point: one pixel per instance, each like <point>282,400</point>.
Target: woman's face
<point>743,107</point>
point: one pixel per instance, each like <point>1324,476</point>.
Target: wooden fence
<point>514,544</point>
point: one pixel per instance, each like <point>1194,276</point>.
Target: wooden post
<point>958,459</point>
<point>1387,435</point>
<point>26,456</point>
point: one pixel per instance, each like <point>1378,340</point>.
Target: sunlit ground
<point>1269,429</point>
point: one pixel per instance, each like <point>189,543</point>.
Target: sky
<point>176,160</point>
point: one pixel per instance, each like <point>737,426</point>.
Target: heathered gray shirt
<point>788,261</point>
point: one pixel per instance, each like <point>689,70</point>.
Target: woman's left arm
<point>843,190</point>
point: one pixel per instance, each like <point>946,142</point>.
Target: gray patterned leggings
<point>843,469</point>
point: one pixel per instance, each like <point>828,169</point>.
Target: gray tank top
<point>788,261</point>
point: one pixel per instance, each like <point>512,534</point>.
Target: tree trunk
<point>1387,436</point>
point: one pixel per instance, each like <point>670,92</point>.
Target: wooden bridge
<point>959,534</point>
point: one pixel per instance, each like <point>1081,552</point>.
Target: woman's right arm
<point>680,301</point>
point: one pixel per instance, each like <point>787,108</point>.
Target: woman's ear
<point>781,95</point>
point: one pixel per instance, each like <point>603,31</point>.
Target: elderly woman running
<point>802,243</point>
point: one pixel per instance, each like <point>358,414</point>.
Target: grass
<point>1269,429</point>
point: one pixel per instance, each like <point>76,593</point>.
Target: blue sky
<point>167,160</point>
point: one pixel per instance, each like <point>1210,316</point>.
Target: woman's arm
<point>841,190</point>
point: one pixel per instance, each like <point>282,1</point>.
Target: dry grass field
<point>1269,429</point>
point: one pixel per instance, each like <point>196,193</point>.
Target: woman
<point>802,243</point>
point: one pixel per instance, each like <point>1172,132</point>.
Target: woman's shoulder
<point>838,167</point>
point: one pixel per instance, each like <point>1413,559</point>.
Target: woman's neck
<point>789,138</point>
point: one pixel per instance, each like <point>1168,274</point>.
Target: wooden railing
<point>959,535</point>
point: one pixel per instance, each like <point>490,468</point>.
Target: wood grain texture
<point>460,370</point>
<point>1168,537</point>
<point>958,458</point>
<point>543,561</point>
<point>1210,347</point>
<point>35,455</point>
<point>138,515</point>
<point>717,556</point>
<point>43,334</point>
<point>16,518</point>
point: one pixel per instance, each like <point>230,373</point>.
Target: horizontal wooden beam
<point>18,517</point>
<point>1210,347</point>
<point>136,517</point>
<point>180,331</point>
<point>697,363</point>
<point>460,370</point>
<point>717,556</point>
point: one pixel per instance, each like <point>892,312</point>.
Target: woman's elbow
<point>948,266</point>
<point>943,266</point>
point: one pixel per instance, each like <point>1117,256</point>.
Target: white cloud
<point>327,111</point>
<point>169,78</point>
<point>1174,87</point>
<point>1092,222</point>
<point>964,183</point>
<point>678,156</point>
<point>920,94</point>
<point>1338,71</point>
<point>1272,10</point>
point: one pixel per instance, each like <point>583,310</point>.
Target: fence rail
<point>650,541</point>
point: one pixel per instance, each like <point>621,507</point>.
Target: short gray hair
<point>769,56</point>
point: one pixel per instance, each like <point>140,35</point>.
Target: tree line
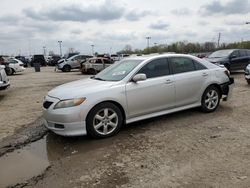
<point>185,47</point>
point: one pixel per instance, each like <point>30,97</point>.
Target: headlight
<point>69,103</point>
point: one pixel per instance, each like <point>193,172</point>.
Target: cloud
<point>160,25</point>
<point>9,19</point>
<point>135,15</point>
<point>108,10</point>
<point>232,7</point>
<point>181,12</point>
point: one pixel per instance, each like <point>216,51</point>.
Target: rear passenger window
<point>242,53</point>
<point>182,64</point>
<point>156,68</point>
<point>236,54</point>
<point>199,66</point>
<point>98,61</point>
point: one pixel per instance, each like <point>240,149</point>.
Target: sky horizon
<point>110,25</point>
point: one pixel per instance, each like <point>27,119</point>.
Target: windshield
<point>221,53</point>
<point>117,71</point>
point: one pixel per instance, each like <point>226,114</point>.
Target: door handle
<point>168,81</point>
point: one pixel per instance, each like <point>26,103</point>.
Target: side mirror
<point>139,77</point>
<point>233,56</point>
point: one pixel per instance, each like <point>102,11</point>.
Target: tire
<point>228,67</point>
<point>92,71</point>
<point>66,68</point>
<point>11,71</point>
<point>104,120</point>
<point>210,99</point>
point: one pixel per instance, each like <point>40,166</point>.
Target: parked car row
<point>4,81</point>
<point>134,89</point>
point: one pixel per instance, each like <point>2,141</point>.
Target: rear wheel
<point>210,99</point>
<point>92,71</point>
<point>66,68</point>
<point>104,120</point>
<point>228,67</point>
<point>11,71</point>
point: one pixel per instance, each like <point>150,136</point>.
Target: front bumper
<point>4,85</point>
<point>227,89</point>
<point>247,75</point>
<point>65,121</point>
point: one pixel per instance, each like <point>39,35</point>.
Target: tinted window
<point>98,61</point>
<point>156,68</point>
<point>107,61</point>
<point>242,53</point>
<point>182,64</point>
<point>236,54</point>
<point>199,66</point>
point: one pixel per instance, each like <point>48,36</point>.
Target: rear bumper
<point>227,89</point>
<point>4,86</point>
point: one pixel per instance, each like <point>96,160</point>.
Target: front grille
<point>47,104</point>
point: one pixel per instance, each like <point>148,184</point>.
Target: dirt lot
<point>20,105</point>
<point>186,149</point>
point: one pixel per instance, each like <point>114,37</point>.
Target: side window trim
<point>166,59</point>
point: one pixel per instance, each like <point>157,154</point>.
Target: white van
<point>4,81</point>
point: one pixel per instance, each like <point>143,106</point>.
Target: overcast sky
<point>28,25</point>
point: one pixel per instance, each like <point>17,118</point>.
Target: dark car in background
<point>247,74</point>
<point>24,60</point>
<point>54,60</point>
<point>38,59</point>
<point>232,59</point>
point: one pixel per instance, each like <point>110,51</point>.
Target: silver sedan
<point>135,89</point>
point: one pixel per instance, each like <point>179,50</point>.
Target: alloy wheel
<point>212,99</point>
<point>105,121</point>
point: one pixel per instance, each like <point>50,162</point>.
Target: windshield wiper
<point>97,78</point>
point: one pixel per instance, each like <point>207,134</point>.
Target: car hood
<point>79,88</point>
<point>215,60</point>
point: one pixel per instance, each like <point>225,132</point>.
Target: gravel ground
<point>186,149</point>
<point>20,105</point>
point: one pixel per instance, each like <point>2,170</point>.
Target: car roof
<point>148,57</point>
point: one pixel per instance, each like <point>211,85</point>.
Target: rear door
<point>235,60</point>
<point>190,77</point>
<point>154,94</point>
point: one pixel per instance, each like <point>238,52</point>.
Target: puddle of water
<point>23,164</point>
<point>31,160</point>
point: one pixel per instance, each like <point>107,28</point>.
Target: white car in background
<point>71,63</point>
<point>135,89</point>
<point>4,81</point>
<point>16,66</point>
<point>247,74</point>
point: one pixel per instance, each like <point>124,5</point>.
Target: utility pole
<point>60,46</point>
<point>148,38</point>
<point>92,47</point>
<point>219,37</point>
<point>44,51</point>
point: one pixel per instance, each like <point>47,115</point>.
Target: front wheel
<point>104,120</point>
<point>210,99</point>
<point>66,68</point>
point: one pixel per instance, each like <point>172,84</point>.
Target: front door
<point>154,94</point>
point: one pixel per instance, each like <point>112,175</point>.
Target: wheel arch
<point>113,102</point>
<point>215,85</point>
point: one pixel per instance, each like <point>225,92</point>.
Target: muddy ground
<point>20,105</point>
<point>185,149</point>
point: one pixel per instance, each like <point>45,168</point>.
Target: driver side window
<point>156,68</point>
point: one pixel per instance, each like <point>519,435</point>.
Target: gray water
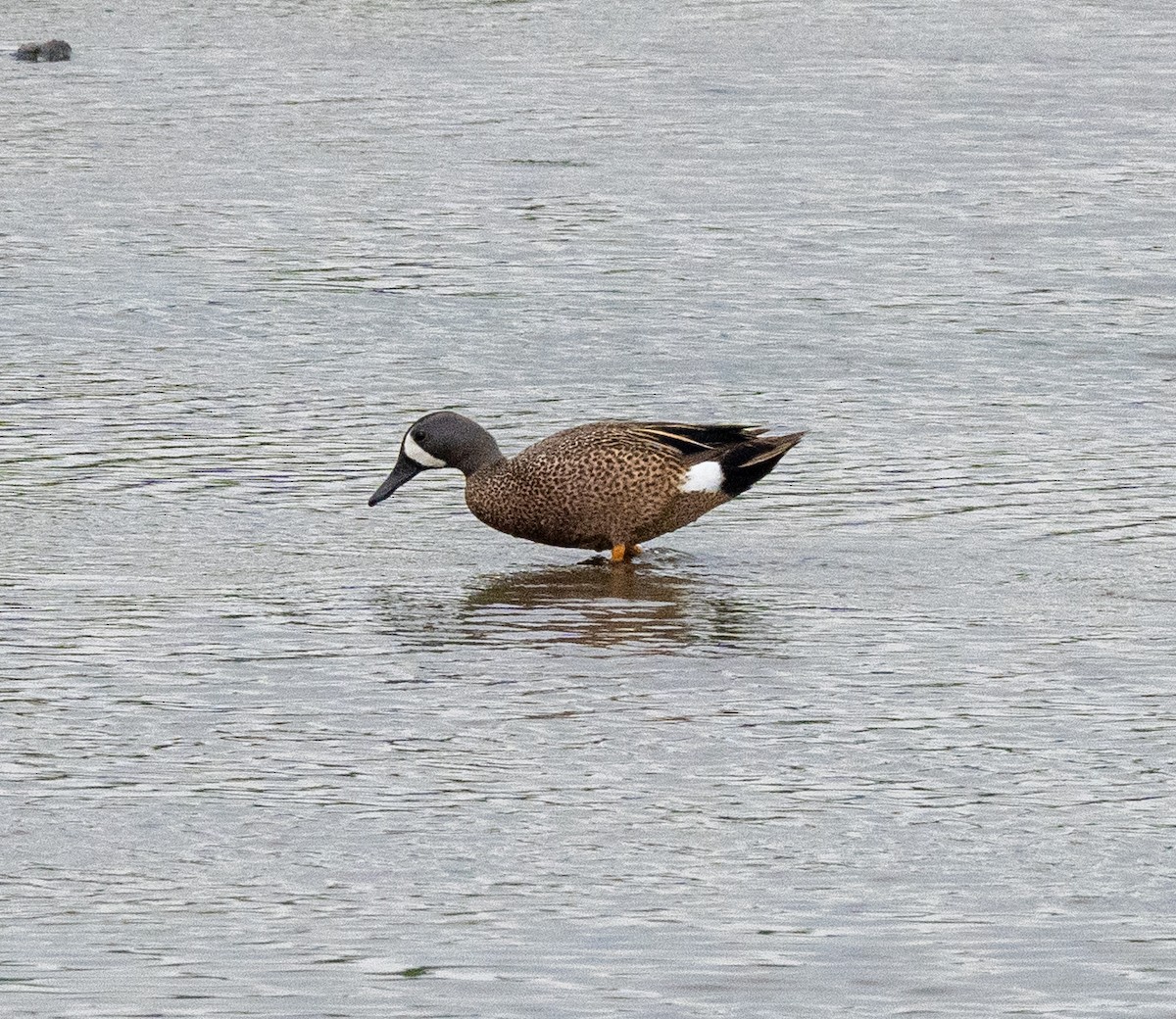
···
## Exercise instructions
Give all of the data above as a Markdown table with two columns, Row for the line number and Line for the line itself, and skip any blank lines. Leave the pictures out of the table.

## The solution
| Row | Line |
|---|---|
| 1 | point: one pixel per instance, each like <point>282,400</point>. |
| 2 | Target: woman's face |
| 3 | <point>743,107</point> |
| 4 | point: one pixel per instance, each like <point>1324,476</point>. |
| 5 | Target: wooden fence |
| 6 | <point>514,544</point> |
| 7 | point: one pixel per instance, each like <point>1194,276</point>. |
| 8 | Target: wooden post |
| 9 | <point>958,459</point> |
| 10 | <point>1387,435</point> |
| 11 | <point>26,456</point> |
| 12 | point: one pixel per instance, each like <point>1378,340</point>. |
| 13 | Target: sunlit ground |
| 14 | <point>1269,429</point> |
| 15 | point: one pixel per instance, each like <point>189,543</point>. |
| 16 | Target: sky |
| 17 | <point>176,160</point> |
| 18 | point: one pixel per instance, each like <point>737,426</point>. |
| 19 | Target: heathered gray shirt |
| 20 | <point>788,261</point> |
| 21 | point: one pixel per instance, each like <point>689,70</point>. |
| 22 | Target: woman's left arm |
| 23 | <point>843,190</point> |
| 24 | point: one pixel per instance, each like <point>946,142</point>. |
| 25 | Target: gray patterned leggings |
| 26 | <point>843,469</point> |
| 27 | point: one pixel per instance, each like <point>828,169</point>. |
| 28 | Target: gray tank top |
| 29 | <point>788,261</point> |
| 30 | point: one pixel per instance, each like <point>512,534</point>. |
| 31 | Target: tree trunk |
| 32 | <point>1387,436</point> |
| 33 | point: one pixel per instance, each like <point>670,92</point>. |
| 34 | Target: wooden bridge |
| 35 | <point>959,534</point> |
| 36 | point: one pixel per instance, each like <point>1081,552</point>. |
| 37 | Target: woman's right arm |
| 38 | <point>680,301</point> |
| 39 | point: one pixel per instance, each like <point>787,108</point>. |
| 40 | Target: woman's ear |
| 41 | <point>781,95</point> |
| 42 | point: one pixel per instance, each like <point>603,31</point>. |
| 43 | Target: elderly woman running |
| 44 | <point>802,243</point> |
| 45 | point: one pixel per instance, each like <point>358,414</point>. |
| 46 | Target: grass |
| 47 | <point>1269,429</point> |
| 48 | point: one pixel per instance, each like <point>76,593</point>. |
| 49 | Target: blue sky |
| 50 | <point>167,160</point> |
| 51 | point: one pixel per instance, each like <point>1210,316</point>. |
| 52 | Target: woman's arm |
| 53 | <point>841,190</point> |
| 54 | point: one pixel per instance, each like <point>282,1</point>. |
| 55 | Target: dry grass field |
| 56 | <point>1269,429</point> |
| 57 | point: one pixel per instance, each like <point>196,193</point>. |
| 58 | Target: woman |
| 59 | <point>802,243</point> |
| 60 | point: one pixel per instance, each like <point>1172,132</point>. |
| 61 | Target: woman's shoulder |
| 62 | <point>838,167</point> |
| 63 | point: one pixel per instance, each like <point>1413,559</point>. |
| 64 | Target: woman's neck |
| 65 | <point>789,138</point> |
| 66 | point: one pixel per instance, each like <point>1168,274</point>. |
| 67 | Target: wooden railing |
| 68 | <point>959,535</point> |
| 69 | point: one pixel per instance, each like <point>490,468</point>. |
| 70 | Target: wood grain texture |
| 71 | <point>460,370</point> |
| 72 | <point>1168,537</point> |
| 73 | <point>958,458</point> |
| 74 | <point>543,561</point> |
| 75 | <point>1210,347</point> |
| 76 | <point>35,455</point> |
| 77 | <point>138,515</point> |
| 78 | <point>717,556</point> |
| 79 | <point>43,334</point> |
| 80 | <point>16,518</point> |
| 81 | point: one pixel per instance, each like <point>230,373</point>. |
| 82 | Target: horizontal wooden beam |
| 83 | <point>18,517</point> |
| 84 | <point>1210,347</point> |
| 85 | <point>136,517</point> |
| 86 | <point>180,331</point> |
| 87 | <point>697,363</point> |
| 88 | <point>460,370</point> |
| 89 | <point>717,556</point> |
| 90 | point: one pixel per instance, each like <point>892,312</point>. |
| 91 | Target: woman's elbow |
| 92 | <point>948,266</point> |
| 93 | <point>943,266</point> |
| 94 | point: one pixel per instance, each like <point>1117,256</point>. |
| 95 | Target: white cloud |
| 96 | <point>327,111</point> |
| 97 | <point>169,78</point> |
| 98 | <point>1174,87</point> |
| 99 | <point>1092,222</point> |
| 100 | <point>964,183</point> |
| 101 | <point>678,156</point> |
| 102 | <point>920,94</point> |
| 103 | <point>1338,71</point> |
| 104 | <point>1272,10</point> |
| 105 | point: one pixel per instance, each like <point>583,310</point>. |
| 106 | Target: fence rail |
| 107 | <point>650,541</point> |
| 108 | point: one pixel per instance, each like <point>621,507</point>. |
| 109 | Target: short gray hair |
| 110 | <point>769,56</point> |
| 111 | point: one pixel per instance, each like <point>140,35</point>. |
| 112 | Target: tree line |
| 113 | <point>185,47</point> |
| 114 | point: one pixel per instance, each like <point>30,97</point>. |
| 115 | Target: headlight |
| 116 | <point>69,103</point> |
| 117 | point: one pixel per instance, each like <point>193,172</point>. |
| 118 | Target: cloud |
| 119 | <point>160,25</point> |
| 120 | <point>9,19</point> |
| 121 | <point>135,15</point> |
| 122 | <point>108,10</point> |
| 123 | <point>232,7</point> |
| 124 | <point>181,12</point> |
| 125 | point: one pixel per instance, each like <point>216,51</point>. |
| 126 | Target: rear passenger window |
| 127 | <point>242,53</point> |
| 128 | <point>182,64</point> |
| 129 | <point>156,68</point> |
| 130 | <point>236,54</point> |
| 131 | <point>199,66</point> |
| 132 | <point>98,61</point> |
| 133 | point: one pixel per instance, each like <point>240,149</point>. |
| 134 | Target: sky horizon |
| 135 | <point>110,25</point> |
| 136 | point: one pixel per instance, each like <point>27,119</point>. |
| 137 | Target: windshield |
| 138 | <point>221,53</point> |
| 139 | <point>117,71</point> |
| 140 | point: one pixel per instance, each like <point>226,114</point>. |
| 141 | Target: door handle |
| 142 | <point>168,81</point> |
| 143 | point: one pixel per instance, each like <point>26,103</point>. |
| 144 | Target: side mirror |
| 145 | <point>139,77</point> |
| 146 | <point>233,56</point> |
| 147 | point: one pixel per instance, each like <point>102,11</point>. |
| 148 | Target: tire |
| 149 | <point>228,67</point> |
| 150 | <point>92,71</point> |
| 151 | <point>66,68</point> |
| 152 | <point>11,71</point> |
| 153 | <point>104,120</point> |
| 154 | <point>210,99</point> |
| 155 | point: one pixel per instance, each like <point>40,166</point>. |
| 156 | Target: parked car row |
| 157 | <point>4,81</point> |
| 158 | <point>134,89</point> |
| 159 | point: one pixel per instance, each like <point>2,141</point>. |
| 160 | Target: rear wheel |
| 161 | <point>210,99</point> |
| 162 | <point>92,71</point> |
| 163 | <point>66,68</point> |
| 164 | <point>104,120</point> |
| 165 | <point>228,67</point> |
| 166 | <point>11,71</point> |
| 167 | point: one pixel per instance, each like <point>150,136</point>. |
| 168 | Target: front bumper |
| 169 | <point>4,85</point> |
| 170 | <point>227,89</point> |
| 171 | <point>247,75</point> |
| 172 | <point>65,121</point> |
| 173 | point: one pixel per instance, each like <point>39,35</point>. |
| 174 | Target: tinted window |
| 175 | <point>98,61</point> |
| 176 | <point>156,68</point> |
| 177 | <point>107,61</point> |
| 178 | <point>242,53</point> |
| 179 | <point>182,64</point> |
| 180 | <point>236,54</point> |
| 181 | <point>199,66</point> |
| 182 | point: one pixel per instance, each like <point>48,36</point>. |
| 183 | Target: rear bumper |
| 184 | <point>227,89</point> |
| 185 | <point>4,86</point> |
| 186 | point: one pixel per instance, each like <point>96,160</point>. |
| 187 | Target: front grille |
| 188 | <point>47,104</point> |
| 189 | point: one pixel per instance, each like <point>148,184</point>. |
| 190 | Target: dirt lot |
| 191 | <point>20,105</point> |
| 192 | <point>186,149</point> |
| 193 | point: one pixel per instance, each like <point>114,37</point>. |
| 194 | Target: side window trim |
| 195 | <point>166,59</point> |
| 196 | point: one pixel per instance, each like <point>157,154</point>. |
| 197 | Target: white van |
| 198 | <point>4,81</point> |
| 199 | point: one pixel per instance, each like <point>143,106</point>. |
| 200 | Target: overcast sky |
| 201 | <point>28,25</point> |
| 202 | point: one pixel per instance, each like <point>17,118</point>. |
| 203 | Target: dark car in background |
| 204 | <point>247,74</point> |
| 205 | <point>24,60</point> |
| 206 | <point>54,60</point> |
| 207 | <point>38,59</point> |
| 208 | <point>232,59</point> |
| 209 | point: one pixel per instance, each like <point>110,51</point>. |
| 210 | Target: silver sedan |
| 211 | <point>135,89</point> |
| 212 | point: one pixel per instance, each like <point>179,50</point>. |
| 213 | Target: alloy wheel |
| 214 | <point>212,99</point> |
| 215 | <point>105,121</point> |
| 216 | point: one pixel per instance, each like <point>50,162</point>. |
| 217 | Target: windshield wiper |
| 218 | <point>97,78</point> |
| 219 | point: one pixel per instance, each like <point>207,134</point>. |
| 220 | Target: car hood |
| 221 | <point>79,88</point> |
| 222 | <point>215,60</point> |
| 223 | point: one pixel per instance, each like <point>225,132</point>. |
| 224 | Target: gravel ground |
| 225 | <point>186,149</point> |
| 226 | <point>20,105</point> |
| 227 | point: one pixel per instance, each like <point>2,170</point>. |
| 228 | Target: car roof |
| 229 | <point>148,57</point> |
| 230 | point: one pixel per instance, each like <point>211,85</point>. |
| 231 | Target: rear door |
| 232 | <point>235,60</point> |
| 233 | <point>190,77</point> |
| 234 | <point>154,94</point> |
| 235 | point: one pixel per instance, each like <point>238,52</point>. |
| 236 | Target: puddle of water |
| 237 | <point>23,164</point> |
| 238 | <point>31,160</point> |
| 239 | point: one pixel per instance, each like <point>107,28</point>. |
| 240 | Target: white car in background |
| 241 | <point>71,63</point> |
| 242 | <point>135,89</point> |
| 243 | <point>4,81</point> |
| 244 | <point>16,66</point> |
| 245 | <point>247,74</point> |
| 246 | point: one pixel per instance, each like <point>124,5</point>. |
| 247 | Target: utility pole |
| 248 | <point>60,46</point> |
| 249 | <point>148,38</point> |
| 250 | <point>92,47</point> |
| 251 | <point>219,37</point> |
| 252 | <point>44,51</point> |
| 253 | point: one pixel per instance, each like <point>47,115</point>. |
| 254 | Target: front wheel |
| 255 | <point>104,120</point> |
| 256 | <point>210,99</point> |
| 257 | <point>66,68</point> |
| 258 | point: one pixel per instance, each like <point>172,84</point>. |
| 259 | Target: front door |
| 260 | <point>154,94</point> |
| 261 | point: one pixel per instance, each like <point>112,175</point>. |
| 262 | Target: wheel arch |
| 263 | <point>113,102</point> |
| 264 | <point>215,85</point> |
| 265 | point: one pixel per instance, each like <point>225,92</point>. |
| 266 | Target: muddy ground |
| 267 | <point>20,105</point> |
| 268 | <point>185,149</point> |
| 269 | point: one pixel per instance, each like <point>45,168</point>. |
| 270 | Target: driver side window |
| 271 | <point>156,68</point> |
| 272 | point: one pixel per instance, each like <point>519,435</point>. |
| 273 | Target: gray water |